SOURCE EXCERPT:
Tip: when I give away my soaps, I usually tell my friends to not use them straight away but place them where they keep their towels. That way their towels get to smell lovely and the soap gets additional curing time!

7. Keep a record of your soaps

One of the most annoying things that can happen is when you use one of your soaps, after having cured for half a year or so, and then absolutely loving it, but when you try and remember what you put in it, you find you lost the piece of paper you wrote the recipe on. Particularly, when you start experimenting and creating your own recipes, make sure you write it down. Not just the recipe, but the method (did you use a stick blender), how the soaping process went (did it accelerate or thicken too quickly), how the ingredients behaved (did the fragrance discolour the soap), and how it cured (how long, DOS, any discolouring?). These notes will help you for future recipes and will also be a record of how certain ingredients behaved in soap. Have a separate notebook, just for your soap making. Write down the date and the recipe and then keep adding notes as you check and use the soap.

SHORT TASK 1:
Can you rewrite every line of the records as a Markdown table with the columns Row and Entry, numbering the rows and dropping blank lines?
The soap-making text and the records that follow are separate material.

INPUT FOR THIS TASK:
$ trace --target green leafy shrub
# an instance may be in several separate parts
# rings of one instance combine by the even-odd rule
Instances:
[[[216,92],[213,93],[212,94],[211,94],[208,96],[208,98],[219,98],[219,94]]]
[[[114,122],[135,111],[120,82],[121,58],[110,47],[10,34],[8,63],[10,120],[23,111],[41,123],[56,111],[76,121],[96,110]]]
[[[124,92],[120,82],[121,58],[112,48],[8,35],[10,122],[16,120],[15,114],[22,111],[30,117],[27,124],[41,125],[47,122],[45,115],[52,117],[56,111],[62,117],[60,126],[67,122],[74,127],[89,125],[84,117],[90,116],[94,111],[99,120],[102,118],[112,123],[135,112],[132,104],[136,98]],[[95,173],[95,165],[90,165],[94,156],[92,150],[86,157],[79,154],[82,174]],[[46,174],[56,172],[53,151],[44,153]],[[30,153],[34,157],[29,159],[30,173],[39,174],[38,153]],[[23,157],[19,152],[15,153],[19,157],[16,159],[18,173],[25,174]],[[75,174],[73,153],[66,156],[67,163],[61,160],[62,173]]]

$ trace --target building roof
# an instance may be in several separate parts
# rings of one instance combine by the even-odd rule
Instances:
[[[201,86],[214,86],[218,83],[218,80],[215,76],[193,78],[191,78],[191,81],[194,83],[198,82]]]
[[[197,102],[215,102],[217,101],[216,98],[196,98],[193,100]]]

SHORT TASK 2:
Can you extend the soap-making tips, picking up right after their final sentence?

RESULT 1:
| Row | Entry |
|---|---|
| 1 | $ trace --target green leafy shrub |
| 2 | # an instance may be in several separate parts |
| 3 | # rings of one instance combine by the even-odd rule |
| 4 | Instances: |
| 5 | [[[216,92],[213,93],[212,94],[211,94],[208,96],[208,98],[219,98],[219,94]]] |
| 6 | [[[114,122],[135,111],[120,82],[121,58],[110,47],[10,34],[8,63],[10,120],[23,111],[41,123],[56,111],[76,121],[96,110]]] |
| 7 | [[[124,92],[120,82],[121,58],[112,48],[8,35],[10,122],[16,120],[15,114],[22,111],[30,117],[27,124],[41,125],[47,122],[45,115],[52,117],[56,111],[62,117],[60,126],[67,122],[74,127],[89,125],[84,117],[90,116],[94,111],[99,120],[102,118],[112,123],[135,112],[132,104],[136,98]],[[95,173],[95,165],[90,165],[94,156],[92,150],[86,157],[79,154],[82,174]],[[46,174],[56,172],[53,151],[44,153]],[[30,153],[34,157],[29,159],[30,173],[39,174],[38,153]],[[23,157],[19,152],[15,153],[19,157],[16,159],[18,173],[25,174]],[[75,174],[73,153],[66,156],[67,163],[61,160],[62,173]]] |
| 8 | $ trace --target building roof |
| 9 | # an instance may be in several separate parts |
| 10 | # rings of one instance combine by the even-odd rule |
| 11 | Instances: |
| 12 | [[[201,86],[214,86],[218,83],[218,80],[215,76],[193,78],[191,78],[191,81],[194,83],[198,82]]] |
| 13 | [[[197,102],[215,102],[217,101],[216,98],[196,98],[193,100]]] |

RESULT 2:
8. Less but more often

A lot of soap makers don’t have special soap making rooms or areas and just make soap in their kitchen, as do I. And it seems logical to dedicate a whole afternoon or a day to just soap making, like having ‘baking days’ or ‘canning days’. But unlike baking or canning, making soap is actually a quick and easy thing to do. You don’t need an oven or a lot of equipment, there’s not a lot of preparation and apart from the cooling down of the lye and oils, it doesn’t take that much time either. So instead of making a lot of soap in one time, make smaller amounts but more often. I love preparing my lye and oils in the morning after everyone has left the house, and then I’ll do some blogging or writing (or housework), and about 1-2 hours later, I’ll go and make the soap, which should take no more than half an hour.

My favourite soap mold is this 4-bar square silicon mold from Pure Nature.

Regular practice makes perfect, the saying goes, and by making soap more often but only a batch at a time, means you get more practice. After a long break from soap making, like my annual summer break, I always find I need a few batches to get back into it. Making a simple soap at least a couple of times during my break, keeps me from getting too ‘rusty’!

9. Don’t get discouraged

Thomas Edison never gave up. The story goes it took him over 10000 tries to invent the light bulb and when asked why he never gave up, he replied: “I didn’t fail. I just found 10000 ways that didn’t work.” I love reminding myself of this, when a soap doesn’t turn out the way I wanted it to.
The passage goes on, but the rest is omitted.